BEGIN TEXT SHOWN

[5407] in linux-scsi channel archive
RELEASE: RAID-0,1,4,5 patch 1998.12.14, 2.0.36/2.1.131-ac9
daemon@ATHENA.MIT.EDU (MOLNAR Ingo)
Mon Dec 14 00:50:34 1998
Date: Mon, 14 Dec 1998 06:47:10 +0100 (CET)
From: MOLNAR Ingo <mingo@valerie.inf.elte.hu>
Reply-To: MOLNAR Ingo <mingo@valerie.inf.elte.hu>
To: linux-raid@vger.rutgers.edu, linux-scsi@vger.rutgers.edu
cc: Erik Troan <ewt@redhat.com>, "Stephen C. Tweedie" <sct@redhat.com>,
Doug Ledford <dledford@redhat.com>
this is an alpha release of the latest Linux RAID0145 drivers, against
kernel 2.1.131-ac9 and 2.0.36. (ac10 and ac11 should patch cleanly too)
WARNING: we are still not out of alpha status, some of the new features
were tested only on my box. It should be mostly ok, but a backup never
hurts ...
i have fixed every architectural thing i wanted to fix, now i aim for a
'stable' release of the RAID driver before the end of the year, which will
probably be forked later on. As usual, the patches will follow both the
2.0 and 2.2 kernel line.
the files raid0145-19981214-2.0.36.gz, raidtools-19981214-0.90.tar.gz and
raid0145-19981214-2.1.131-ac9.gz can be found at the usual place:
http://linux.kernel.org/pub/linux/daemons/raid/alpha
(i have sanity compiled/booted these patches on vanilla source trees)
Fixes in this release:
======================
-- reconstruction/resync speed and stability
reconstruction is much more stable and error-resistant, and does not
trash the buffer cache anymore. People who have reported system slowdown
during resync/reconstruction should recheck wether this is still there.

END TEXT SHOWN

OBJECTIVE 1 | Reproduce the part of the RAID release announcement that starts at the words "From: MOLNAR Ingo" and ends after the words "2.2 kernel line.".
OBJECTIVE 2 | Carry on writing the RAID release announcement, picking up right after its last sentence.
None of the entries is needed here.

BEGIN ENTRIES PROVIDED

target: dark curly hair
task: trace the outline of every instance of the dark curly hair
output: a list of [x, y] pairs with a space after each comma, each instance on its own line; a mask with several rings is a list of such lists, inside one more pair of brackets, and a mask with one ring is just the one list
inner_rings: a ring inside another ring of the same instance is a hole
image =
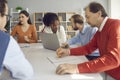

END ENTRIES PROVIDED

WRITTEN REPLY 1 |
From: MOLNAR Ingo <mingo@valerie.inf.elte.hu>
Reply-To: MOLNAR Ingo <mingo@valerie.inf.elte.hu>
To: linux-raid@vger.rutgers.edu, linux-scsi@vger.rutgers.edu
cc: Erik Troan <ewt@redhat.com>, "Stephen C. Tweedie" <sct@redhat.com>,
Doug Ledford <dledford@redhat.com>
this is an alpha release of the latest Linux RAID0145 drivers, against
kernel 2.1.131-ac9 and 2.0.36. (ac10 and ac11 should patch cleanly too)
WARNING: we are still not out of alpha status, some of the new features
were tested only on my box. It should be mostly ok, but a backup never
hurts ...
i have fixed every architectural thing i wanted to fix, now i aim for a
'stable' release of the RAID driver before the end of the year, which will
probably be forked later on. As usual, the patches will follow both the
2.0 and 2.2 kernel line.

WRITTEN REPLY 2 |
From now on any noticable system slowdown during reconstruction is
considered a major bug.
-- device name renumbering, SCSI-reordering
i have completely rewritten this feature, and it's much more robust now.
In the last few days i have tested various likely and unlikely
removal/addition and device-renumbering scenarios, and all of them were
properly resolved. Some people have reported MD_BUG() failures for
certain 'crash-test' scenarios, these should be all fixed in this patch.
(please, if anyone has a noncritical array, try to break this patch by
(re)moving disks/IDs. It is also safe to move disks between controllers
and to change the SCSI ID.)
Also there is a new 64-bit 'event counter' in every superblock, this does
not fail when the system clock is nonmonotonic. (we used utime until now,
but this is not reliable across RT-clock-failure) This feature needs no
upgrade, the event counter starts from zero for everybody.
-- autodetection/raidstart fixes
autodetection and raidstart got rewritten too, it's now much more robust:
the mechanizm behind this is the 128-bit array-UUID that got generated
through /dev/random for some time silently for every newly created array,
now it's used to categorize arrays.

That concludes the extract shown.